> **QUOTED PASSAGE**:
+++++

At May 31, 2015, we had $57,465 in cash, $1,627,387 in liabilities, and an accumulated deficit of $10,049,939. Our primary source of liquidity has been from loans from a majority shareholder(s) and loans from outside parties.  As of May 31, 2015, the Company owed $1,545,293 in notes and accrued interest.

  

15
 

Net cash used in operating activities was $391,045 during the quarter ended May 31, 2015.  

 

Cash used in investing activities was $0 during the quarter ended May 31, 2015.

 

Cash provided by financing activities was $433,217 during the quarter ended May 31, 2015.  

 

Our expenses to date are largely due to professional fees that include accounting and legal fees.

Net Loss

 

We incurred a net loss of $1,028,726 and $1,897,131 for the three months ended May 31, 2015 and 2014, respectively.  From inception, we have an accumulated net loss of $10,049,939.  Our basic and diluted loss per share was $(0.01) and $(0.03) for the three months ended May 31, 2015 and 2014, respectively.

 

Operating and Administration Expenses

 

Operating expenses decreased by $1,803,289 from $2,319,369 for the three months ended May 31, 2014 to $516,080 for the three months ended May 31, 2015.  The decrease is mainly attributable to lower stock compensation expense.

 

Operating expenses for the three months ended May 31, 2015 primarily consisted of office administration, professional and regulatory compliance, investor relations and interest expense.

 

Other Expenses 

Other expenses increased by $415,006 from $114,297 in the three months ended May 31, 2014, to $529,303 in the three months ended May 31, 2015, primarily as a result of interest expense from amortization of debt discounts and derivative related costs.

 

Common and Preferred Stock

We are authorized by our Amended and Restated Articles of Incorporation and our Additional Articles of Incorporation to issue an aggregate of 1,001,000,000 shares of capital stock, of which 900,000,000 are shares of common stock, par value $0.00001 per share and 101,000,000 are shares of preferred stock, par value $0.00001 per share.

 

As of May 31, 2015, 290,043,282 shares of Common Stock were issued and outstanding and there were 79 shareholders of our Common Stock. Also at May 31, 2015, there were 1,000,000 Series A – Super Voting Control shares outstanding and 20,000,000 Series B shares of Preferred Stock issued and outstanding.

 

ITEM 3. Quantitative and Qualitative Disclosures about Market Risk

 

Not Applicable.

 

ITEM 4. Controls and Procedures

 

Evaluation of Disclosure Controls and Procedures

For purposes of this Item 4., the term disclosure controls and procedures means controls and other procedures of the Company (i) that are designed to ensure that information required to be disclosed by the Company in the reports that it files or submits under the Securities Exchange Act of 1934, as amended (15 U.S.C. 78a  et seq. and hereinafter the “Exchange Act”) is recorded, processed, summarized and reported, within the time periods specified in the rules and forms of the Securities and Exchange Commission (the “Commission”), and (ii)  include, without limitation, controls and procedures designed to ensure that information required to be disclosed by the Company in the reports that it files or submits under the Exchange Act is accumulated and communicated to the Company's management, including its principal executive and principal financial officers, or persons performing similar functions, as appropriate to allow timely decisions regarding required disclosure. Our disclosure controls and procedures do not comply with the requirements in (i) and (ii) above and are not effective.

+++++

> **PROVIDED DATA**:
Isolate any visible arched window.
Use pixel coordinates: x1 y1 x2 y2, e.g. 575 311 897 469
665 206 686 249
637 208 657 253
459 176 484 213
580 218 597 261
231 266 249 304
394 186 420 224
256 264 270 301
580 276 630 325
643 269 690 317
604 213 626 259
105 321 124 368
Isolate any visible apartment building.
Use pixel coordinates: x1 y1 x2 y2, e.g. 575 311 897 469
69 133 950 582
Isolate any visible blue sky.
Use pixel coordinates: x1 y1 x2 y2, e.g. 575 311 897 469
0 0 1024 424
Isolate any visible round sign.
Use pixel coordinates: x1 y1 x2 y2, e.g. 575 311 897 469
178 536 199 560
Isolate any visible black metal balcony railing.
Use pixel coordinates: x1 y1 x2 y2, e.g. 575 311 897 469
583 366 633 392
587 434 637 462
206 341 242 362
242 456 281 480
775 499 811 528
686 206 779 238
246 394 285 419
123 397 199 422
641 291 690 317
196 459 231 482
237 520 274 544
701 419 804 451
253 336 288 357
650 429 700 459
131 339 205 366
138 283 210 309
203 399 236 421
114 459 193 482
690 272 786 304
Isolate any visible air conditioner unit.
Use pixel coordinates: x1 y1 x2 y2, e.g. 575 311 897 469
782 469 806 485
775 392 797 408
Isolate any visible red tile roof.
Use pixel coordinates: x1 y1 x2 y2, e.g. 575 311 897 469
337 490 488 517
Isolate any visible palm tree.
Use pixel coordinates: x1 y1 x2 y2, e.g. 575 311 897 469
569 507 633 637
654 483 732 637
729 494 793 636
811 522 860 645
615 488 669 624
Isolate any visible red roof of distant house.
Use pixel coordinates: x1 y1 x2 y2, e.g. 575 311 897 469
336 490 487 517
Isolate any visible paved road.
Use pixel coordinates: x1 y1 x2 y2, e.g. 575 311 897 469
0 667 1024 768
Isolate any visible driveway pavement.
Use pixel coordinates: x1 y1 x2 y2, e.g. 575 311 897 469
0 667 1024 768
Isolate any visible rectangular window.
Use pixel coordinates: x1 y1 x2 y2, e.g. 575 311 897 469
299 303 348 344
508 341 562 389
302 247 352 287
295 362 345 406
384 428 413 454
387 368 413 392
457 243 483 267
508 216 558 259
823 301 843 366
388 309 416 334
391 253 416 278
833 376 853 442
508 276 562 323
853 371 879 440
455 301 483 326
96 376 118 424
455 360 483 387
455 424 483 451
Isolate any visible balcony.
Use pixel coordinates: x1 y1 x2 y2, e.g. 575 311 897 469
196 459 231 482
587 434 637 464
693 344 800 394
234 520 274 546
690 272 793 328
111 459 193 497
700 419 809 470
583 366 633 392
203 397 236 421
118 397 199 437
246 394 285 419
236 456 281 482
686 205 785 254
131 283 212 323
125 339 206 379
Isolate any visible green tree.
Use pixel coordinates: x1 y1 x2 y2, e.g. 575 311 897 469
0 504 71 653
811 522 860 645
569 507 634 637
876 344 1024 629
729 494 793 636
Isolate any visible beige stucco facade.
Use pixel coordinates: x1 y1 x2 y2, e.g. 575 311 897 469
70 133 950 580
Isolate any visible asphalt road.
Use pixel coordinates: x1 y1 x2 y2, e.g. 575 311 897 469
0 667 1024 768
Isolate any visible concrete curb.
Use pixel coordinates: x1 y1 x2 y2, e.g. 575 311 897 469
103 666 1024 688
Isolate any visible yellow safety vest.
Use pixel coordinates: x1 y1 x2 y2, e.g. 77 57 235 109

+++++

> **TASKS TO COMPLETE**:
1 - Using the quarterly report excerpt, answer each question on its own line:
(a) What was net cash used in operating activities during the quarter ended May 31, 2015?
(b) How many shareholders of Common Stock were there as of May 31, 2015?
(c) How many shares of preferred stock is the company authorized to issue?
2 - According to the quarterly report excerpt, why did other expenses rise from $114,297 to $529,303 between the two three-month periods? Answer in one to three sentences.
3 - Summarize the quarterly report excerpt in two sentences.

> **ANSWERS FOR THE TASKS**:
1 -
(a) $391,045
(b) 79
(c) 101,000,000

2 - Other expenses rose by $415,006 primarily because of interest expense from amortization of debt discounts and derivative related costs.

3 - At May 31, 2015, the company had $57,465 in cash, $1,627,387 in liabilities and an accumulated deficit of $10,049,939, with loans from a majority shareholder(s) and outside parties as its primary source of liquidity. Its net loss for the three months ended May 31, 2015 was $1,028,726, down from $1,897,131 a year earlier, and it reports that its disclosure controls and procedures are not effective.